Required task a = Restate word for word the part of the agreement excerpt that opens with the words containing "(a)   The term" and closes with "of any Indemnitee.".

1.    Agreement   to Serve.   Indemnitee   agrees to continue to serve as a director
     and/or officer of the   Corporation for so long as he or she is duly elected
     or   appointed   or until such   earlier   time as he or she tenders his or her
     resignation in writing.   This provision is not a guarantee of employment or
     service.

2.    Certain   Definitions.   In addition to terms defined elsewhere   herein,   the
     following terms have the following meanings when used in this Agreement:


     (a)   The term   "Affiliate"   has the meaning   given to that term in Rule 405
          under the Securities Act of 1933, as amended; provided,   however, that
          for purposes of this Agreement the   Corporation   and its   subsidiaries
          will not be deemed to constitute Affiliates of any Indemnitee.

     (b)   The term "Claim" means any   threatened,   pending or completed   action,
          suit   or   proceeding    (whether    civil,    criminal,    administrative,
           arbitrative,   investigative or other), whether instituted by or in the
          right of the   Corporation   or any   other   Person,   or any   inquiry   or
          investigation,   whether   instituted   by the   Corporation   or any other
          Person in which   Indemnitee   is or was a party or is   threatened to be
          made a party or in good faith believes   might lead to the   institution
          of any such   action,   suit or   proceeding,   by reason of the fact that
          Indemnitee   is or was a   director,   officer,   employee or agent of the
          Corporation (or any


<PAGE>

          subsidiary of the Corporation), or is or was serving at the request of
          the Corporation as a director,   officer,   employee,   member,   manager,
           trustee,   agent or   fiduciary   (or in any other   capacity) of an Other
          Enterprise.

Material for the task =
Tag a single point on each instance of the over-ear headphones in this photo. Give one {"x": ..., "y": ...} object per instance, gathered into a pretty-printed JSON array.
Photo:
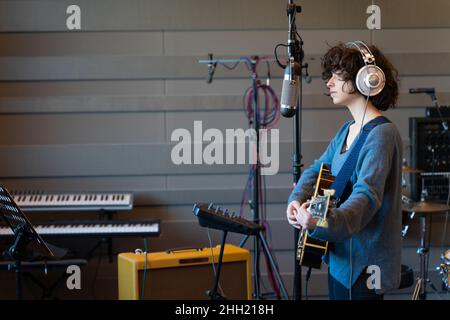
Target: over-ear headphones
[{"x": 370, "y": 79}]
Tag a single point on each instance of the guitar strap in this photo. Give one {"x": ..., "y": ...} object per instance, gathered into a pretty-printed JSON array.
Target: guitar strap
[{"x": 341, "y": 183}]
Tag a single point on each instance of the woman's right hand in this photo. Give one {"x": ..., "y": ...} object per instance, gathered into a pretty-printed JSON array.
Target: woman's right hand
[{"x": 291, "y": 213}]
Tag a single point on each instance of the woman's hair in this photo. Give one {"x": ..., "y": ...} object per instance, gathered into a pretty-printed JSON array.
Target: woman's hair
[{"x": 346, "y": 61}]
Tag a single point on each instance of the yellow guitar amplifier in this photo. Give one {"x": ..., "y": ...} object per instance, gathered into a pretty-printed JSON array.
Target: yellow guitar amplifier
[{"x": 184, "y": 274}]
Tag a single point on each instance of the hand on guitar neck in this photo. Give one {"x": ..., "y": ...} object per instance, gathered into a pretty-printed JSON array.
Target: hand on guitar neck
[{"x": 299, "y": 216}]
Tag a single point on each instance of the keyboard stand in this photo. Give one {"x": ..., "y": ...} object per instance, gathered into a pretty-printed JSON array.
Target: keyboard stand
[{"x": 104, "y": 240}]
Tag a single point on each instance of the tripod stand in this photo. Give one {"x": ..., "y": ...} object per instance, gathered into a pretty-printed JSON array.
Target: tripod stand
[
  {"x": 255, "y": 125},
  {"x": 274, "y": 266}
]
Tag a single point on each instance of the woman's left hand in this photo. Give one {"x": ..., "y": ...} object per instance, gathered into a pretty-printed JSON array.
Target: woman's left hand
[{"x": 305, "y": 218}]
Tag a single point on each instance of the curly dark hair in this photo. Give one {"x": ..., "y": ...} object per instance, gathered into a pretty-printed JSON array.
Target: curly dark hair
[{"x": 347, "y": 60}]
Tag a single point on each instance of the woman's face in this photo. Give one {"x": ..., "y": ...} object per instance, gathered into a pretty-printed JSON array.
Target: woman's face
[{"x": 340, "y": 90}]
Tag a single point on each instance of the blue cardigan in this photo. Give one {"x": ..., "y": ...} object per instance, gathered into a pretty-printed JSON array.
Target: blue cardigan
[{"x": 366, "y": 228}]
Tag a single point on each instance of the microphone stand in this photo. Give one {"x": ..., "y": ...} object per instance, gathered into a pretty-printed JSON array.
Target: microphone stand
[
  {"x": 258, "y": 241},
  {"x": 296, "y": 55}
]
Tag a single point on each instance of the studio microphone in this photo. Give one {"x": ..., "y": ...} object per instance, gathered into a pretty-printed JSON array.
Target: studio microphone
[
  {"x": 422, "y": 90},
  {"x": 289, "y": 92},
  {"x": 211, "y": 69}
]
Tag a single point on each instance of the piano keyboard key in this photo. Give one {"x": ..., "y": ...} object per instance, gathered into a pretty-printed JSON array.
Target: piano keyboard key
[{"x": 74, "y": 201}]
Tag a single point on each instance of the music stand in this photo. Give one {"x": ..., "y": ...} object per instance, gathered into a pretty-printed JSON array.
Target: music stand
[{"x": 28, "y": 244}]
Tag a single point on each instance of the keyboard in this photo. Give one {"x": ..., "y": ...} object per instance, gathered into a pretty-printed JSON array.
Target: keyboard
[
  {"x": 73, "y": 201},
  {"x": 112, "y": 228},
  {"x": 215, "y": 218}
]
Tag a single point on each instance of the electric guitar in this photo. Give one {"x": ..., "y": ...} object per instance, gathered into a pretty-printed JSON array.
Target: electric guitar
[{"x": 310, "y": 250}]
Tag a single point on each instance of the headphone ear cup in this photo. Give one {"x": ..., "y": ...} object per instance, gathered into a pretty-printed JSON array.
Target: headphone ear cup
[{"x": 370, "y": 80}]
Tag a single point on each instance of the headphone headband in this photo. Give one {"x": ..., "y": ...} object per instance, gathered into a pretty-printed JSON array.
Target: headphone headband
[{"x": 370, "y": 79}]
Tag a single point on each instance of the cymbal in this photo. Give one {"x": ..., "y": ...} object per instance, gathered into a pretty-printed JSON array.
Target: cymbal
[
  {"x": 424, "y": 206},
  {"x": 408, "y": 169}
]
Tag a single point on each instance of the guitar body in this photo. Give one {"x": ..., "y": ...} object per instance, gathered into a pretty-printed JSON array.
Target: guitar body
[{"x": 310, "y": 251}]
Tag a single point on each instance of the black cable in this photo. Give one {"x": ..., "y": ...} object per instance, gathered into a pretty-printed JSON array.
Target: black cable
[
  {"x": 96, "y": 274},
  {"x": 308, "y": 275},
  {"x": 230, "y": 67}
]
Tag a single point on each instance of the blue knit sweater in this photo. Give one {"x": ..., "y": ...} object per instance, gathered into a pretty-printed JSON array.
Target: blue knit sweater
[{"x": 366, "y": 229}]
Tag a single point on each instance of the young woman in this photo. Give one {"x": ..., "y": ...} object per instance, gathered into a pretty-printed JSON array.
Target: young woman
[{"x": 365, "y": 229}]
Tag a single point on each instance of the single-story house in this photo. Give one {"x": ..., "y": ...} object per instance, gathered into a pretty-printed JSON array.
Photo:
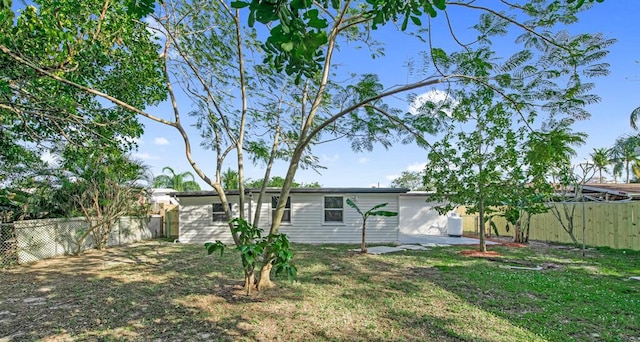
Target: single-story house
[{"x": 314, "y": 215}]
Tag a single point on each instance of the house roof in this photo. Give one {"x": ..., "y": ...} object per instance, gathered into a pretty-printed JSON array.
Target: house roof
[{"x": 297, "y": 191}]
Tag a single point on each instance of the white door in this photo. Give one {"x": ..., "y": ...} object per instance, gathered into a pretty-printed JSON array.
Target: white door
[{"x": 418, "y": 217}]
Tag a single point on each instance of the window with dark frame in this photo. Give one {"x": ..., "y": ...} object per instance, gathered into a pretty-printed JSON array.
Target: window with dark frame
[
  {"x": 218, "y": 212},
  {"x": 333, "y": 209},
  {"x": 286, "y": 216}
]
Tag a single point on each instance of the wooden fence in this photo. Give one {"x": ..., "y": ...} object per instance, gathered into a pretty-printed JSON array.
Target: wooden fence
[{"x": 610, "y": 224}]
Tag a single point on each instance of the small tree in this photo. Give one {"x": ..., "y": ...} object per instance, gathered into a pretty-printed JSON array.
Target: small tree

Required task b = Quote the rows above from the line containing "Tag a single point on each instance of the small" through the last line of the rows, reproducing them without any change.

Worked solution a =
(a)   The term   "Affiliate"   has the meaning   given to that term in Rule 405
          under the Securities Act of 1933, as amended; provided,   however, that
          for purposes of this Agreement the   Corporation   and its   subsidiaries
          will not be deemed to constitute Affiliates of any Indemnitee.

Worked solution b =
Tag a single point on each instance of the small tree in this photo. Give one {"x": ..., "y": ...} object per instance, gathered into a pretty-printed JSON array.
Target: small tree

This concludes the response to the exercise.